• SELECTED EXTRACT:
Creamy Vanilla Protein Cheesecake with Almond Crust

This is an example of a meal that Solin would create to include in your personalized meal plan.

Creamy Vanilla Protein Cheesecake with Almond Crust

YOUR SOLIN GENERATED RECIPE

Creamy Vanilla Protein Cheesecake with Almond Crust

A chilled cheesecake featuring a pressed almond flour crust and a velvety protein-packed vanilla bean filling, topped with a dusting of fragrant cinnamon.

NUTRITION

368kcal
Protein
43g
Fat
13.5g
Carbs
15.5g

SERVINGS

1 serving

INGREDIENTS

20g Almond Flour

150g Nonfat Plain Greek Yogurt

113g Low-fat Cottage Cheese (2%)

10g Vanilla Whey Protein Isolate

1 large Egg White

1 tsp Vanilla Extract

1 tbsp Monk Fruit Sweetener

1/4 tsp Ground Cinnamon

PREPARATION

  • 1

    Preheat your oven to 325°F.

  • 2

    Mix the almond flour with a teaspoon of monk fruit and a splash of water to form a crumbly dough, then press it firmly into the bottom of a 4-inch ramekin or mini springform pan.

  • 3

    Place the cottage cheese in a high-speed blender and process until it is completely smooth and creamy.

• DATA SECTION:

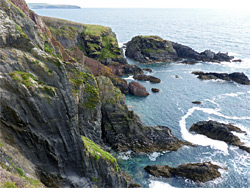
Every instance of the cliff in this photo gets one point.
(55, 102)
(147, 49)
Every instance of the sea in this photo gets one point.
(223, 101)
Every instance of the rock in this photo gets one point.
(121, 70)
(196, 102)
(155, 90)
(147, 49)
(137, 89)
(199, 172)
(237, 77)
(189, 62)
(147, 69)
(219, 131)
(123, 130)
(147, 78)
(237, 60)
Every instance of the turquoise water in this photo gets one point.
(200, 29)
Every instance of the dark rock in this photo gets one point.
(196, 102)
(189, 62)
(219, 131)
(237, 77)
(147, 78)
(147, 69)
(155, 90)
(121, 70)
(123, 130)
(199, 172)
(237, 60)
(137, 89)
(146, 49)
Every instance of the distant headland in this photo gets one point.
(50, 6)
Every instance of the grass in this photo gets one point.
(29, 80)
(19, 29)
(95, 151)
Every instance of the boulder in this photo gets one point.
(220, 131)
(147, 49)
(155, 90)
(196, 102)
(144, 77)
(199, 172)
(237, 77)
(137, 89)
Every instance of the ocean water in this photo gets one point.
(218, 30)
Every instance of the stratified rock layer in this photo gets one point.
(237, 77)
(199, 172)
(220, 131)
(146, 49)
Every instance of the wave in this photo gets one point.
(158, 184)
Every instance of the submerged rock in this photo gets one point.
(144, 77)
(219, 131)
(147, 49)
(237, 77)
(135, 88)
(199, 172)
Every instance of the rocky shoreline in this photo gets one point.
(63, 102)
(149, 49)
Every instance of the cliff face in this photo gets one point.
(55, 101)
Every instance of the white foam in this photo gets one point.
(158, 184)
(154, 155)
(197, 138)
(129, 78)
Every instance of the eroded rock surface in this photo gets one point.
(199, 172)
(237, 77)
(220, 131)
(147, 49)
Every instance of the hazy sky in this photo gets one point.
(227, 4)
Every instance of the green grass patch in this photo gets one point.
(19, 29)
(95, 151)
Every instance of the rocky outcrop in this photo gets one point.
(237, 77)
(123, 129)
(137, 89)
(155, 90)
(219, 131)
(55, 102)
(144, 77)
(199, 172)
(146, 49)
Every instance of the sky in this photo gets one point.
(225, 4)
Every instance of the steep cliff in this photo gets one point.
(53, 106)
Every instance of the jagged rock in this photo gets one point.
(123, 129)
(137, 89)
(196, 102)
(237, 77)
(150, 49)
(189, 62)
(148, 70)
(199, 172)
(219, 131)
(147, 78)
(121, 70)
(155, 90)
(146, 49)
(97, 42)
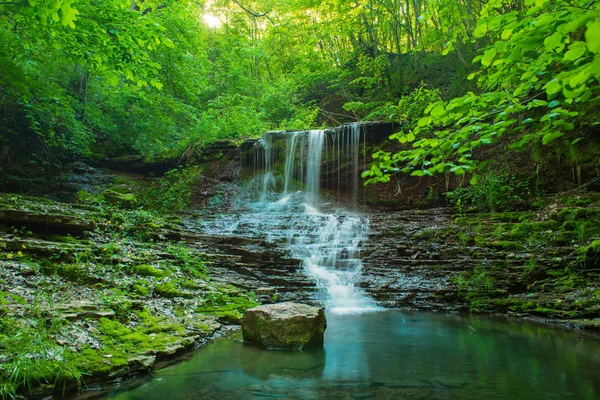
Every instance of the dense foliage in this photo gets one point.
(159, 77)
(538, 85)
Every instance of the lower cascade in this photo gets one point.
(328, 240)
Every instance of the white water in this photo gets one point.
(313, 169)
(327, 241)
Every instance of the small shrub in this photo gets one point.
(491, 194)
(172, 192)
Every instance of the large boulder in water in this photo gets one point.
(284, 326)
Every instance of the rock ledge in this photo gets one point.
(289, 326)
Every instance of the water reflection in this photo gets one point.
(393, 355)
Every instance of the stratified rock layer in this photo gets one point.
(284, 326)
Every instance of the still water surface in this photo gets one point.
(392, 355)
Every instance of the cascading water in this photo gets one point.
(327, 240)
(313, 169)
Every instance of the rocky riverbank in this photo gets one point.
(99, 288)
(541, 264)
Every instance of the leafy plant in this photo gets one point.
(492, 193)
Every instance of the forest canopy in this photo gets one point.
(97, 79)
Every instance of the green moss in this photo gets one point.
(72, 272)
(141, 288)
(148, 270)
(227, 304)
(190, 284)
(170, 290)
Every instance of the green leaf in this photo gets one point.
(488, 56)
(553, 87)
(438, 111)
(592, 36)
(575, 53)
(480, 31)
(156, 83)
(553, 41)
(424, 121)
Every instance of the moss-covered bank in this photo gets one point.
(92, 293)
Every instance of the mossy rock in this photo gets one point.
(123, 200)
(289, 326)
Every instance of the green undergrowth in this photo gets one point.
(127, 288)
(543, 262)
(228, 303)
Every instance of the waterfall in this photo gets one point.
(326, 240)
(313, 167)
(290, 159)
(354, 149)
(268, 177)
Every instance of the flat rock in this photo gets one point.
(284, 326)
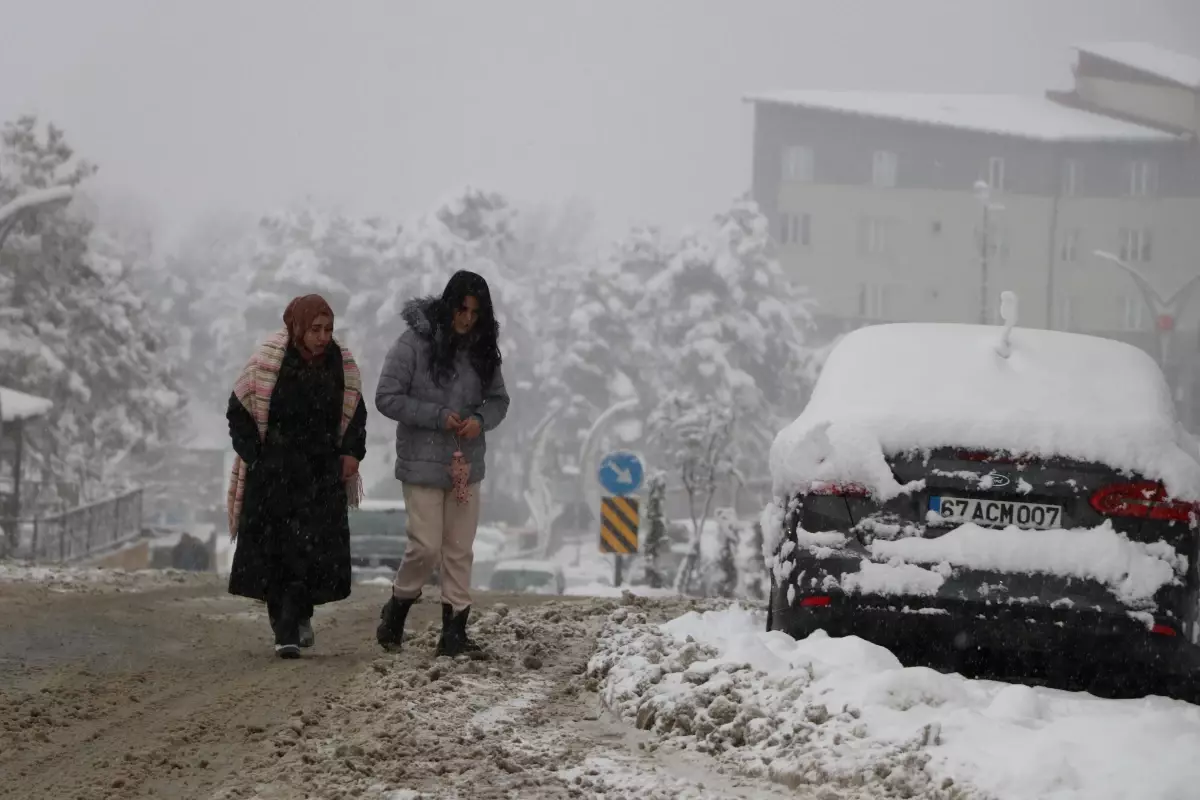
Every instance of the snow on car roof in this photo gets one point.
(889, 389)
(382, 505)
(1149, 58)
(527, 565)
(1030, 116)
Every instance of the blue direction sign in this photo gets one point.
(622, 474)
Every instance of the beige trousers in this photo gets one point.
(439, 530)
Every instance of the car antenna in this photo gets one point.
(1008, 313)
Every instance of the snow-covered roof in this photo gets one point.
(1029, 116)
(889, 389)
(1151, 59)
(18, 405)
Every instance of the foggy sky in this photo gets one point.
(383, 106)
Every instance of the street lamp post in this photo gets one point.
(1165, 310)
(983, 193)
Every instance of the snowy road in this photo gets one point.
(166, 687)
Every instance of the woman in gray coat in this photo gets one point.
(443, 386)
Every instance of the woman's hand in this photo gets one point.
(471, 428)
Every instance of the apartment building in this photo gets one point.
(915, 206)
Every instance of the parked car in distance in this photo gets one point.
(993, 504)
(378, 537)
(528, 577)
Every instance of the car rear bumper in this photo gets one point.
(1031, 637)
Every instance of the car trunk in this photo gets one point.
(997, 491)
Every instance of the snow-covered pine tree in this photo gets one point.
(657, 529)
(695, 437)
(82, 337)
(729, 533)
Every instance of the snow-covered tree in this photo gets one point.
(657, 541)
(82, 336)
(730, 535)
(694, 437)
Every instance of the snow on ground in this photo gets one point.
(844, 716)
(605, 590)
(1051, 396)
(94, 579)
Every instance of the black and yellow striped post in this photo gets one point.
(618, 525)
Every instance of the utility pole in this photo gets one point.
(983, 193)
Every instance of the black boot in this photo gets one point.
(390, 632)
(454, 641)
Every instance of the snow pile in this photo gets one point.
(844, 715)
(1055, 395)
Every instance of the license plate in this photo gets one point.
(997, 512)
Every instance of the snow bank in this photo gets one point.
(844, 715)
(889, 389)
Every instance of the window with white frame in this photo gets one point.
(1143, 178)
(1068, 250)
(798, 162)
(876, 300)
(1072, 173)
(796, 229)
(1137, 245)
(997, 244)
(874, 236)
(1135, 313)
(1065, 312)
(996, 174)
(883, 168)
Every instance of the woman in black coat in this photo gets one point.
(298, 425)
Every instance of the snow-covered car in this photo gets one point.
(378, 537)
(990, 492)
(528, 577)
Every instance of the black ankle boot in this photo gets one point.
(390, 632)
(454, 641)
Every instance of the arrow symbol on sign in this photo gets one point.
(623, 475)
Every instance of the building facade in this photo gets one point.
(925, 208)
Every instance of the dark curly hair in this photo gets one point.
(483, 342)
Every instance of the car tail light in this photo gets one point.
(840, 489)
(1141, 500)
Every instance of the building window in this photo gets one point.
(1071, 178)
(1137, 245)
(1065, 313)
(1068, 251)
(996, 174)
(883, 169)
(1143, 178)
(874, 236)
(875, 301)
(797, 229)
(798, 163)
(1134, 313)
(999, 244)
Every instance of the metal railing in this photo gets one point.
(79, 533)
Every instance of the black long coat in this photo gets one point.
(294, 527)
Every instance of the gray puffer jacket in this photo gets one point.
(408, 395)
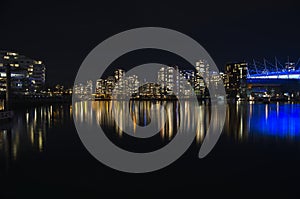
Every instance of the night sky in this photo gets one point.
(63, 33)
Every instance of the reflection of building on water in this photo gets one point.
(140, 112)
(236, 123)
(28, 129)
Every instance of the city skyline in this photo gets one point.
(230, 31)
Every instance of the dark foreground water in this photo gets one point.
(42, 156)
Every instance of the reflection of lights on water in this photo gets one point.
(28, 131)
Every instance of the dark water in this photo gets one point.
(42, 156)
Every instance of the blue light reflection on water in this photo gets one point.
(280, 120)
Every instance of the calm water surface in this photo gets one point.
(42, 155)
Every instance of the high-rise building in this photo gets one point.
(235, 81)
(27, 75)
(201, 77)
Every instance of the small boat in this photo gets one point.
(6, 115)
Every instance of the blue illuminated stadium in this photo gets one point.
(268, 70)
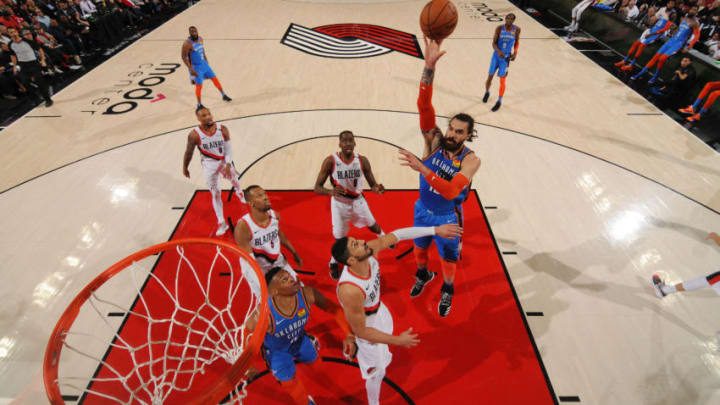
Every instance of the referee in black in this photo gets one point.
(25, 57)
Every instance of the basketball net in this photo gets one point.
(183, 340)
==
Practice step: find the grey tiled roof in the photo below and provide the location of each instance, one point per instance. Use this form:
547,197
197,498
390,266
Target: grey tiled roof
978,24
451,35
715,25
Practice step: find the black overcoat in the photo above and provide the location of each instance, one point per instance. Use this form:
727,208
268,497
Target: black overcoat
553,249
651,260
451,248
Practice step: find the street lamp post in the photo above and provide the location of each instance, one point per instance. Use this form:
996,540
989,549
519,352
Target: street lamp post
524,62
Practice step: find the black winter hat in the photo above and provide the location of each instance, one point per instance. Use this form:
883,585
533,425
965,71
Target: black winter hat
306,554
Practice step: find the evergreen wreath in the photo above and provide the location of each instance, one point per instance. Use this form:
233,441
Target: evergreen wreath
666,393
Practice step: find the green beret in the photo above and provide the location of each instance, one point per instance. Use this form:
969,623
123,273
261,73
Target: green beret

• USING THE INFORMATION:
- 1) Please sum up the cheesecake recipe in two sentences.
- 2) In the cheesecake recipe, what is mixed with the almond flour to form the crust dough?

• ANSWER SET:
- 1) The cheesecake recipe is an example meal that Solin would create for a personalized meal plan: one serving of chilled cheesecake with a pressed almond flour crust, a protein-packed vanilla bean filling and a dusting of cinnamon, providing 368kcal with 43g protein, 13.5g fat and 15.5g carbs. It uses almond flour, nonfat plain Greek yogurt, low-fat cottage cheese, vanilla whey protein isolate, egg white, vanilla extract, monk fruit sweetener and ground cinnamon, and the steps shown begin by preheating the oven to 325°F, pressing an almond flour dough into a 4-inch ramekin or mini springform pan, and blending the cottage cheese until smooth.

- 2) A teaspoon of monk fruit and a splash of water.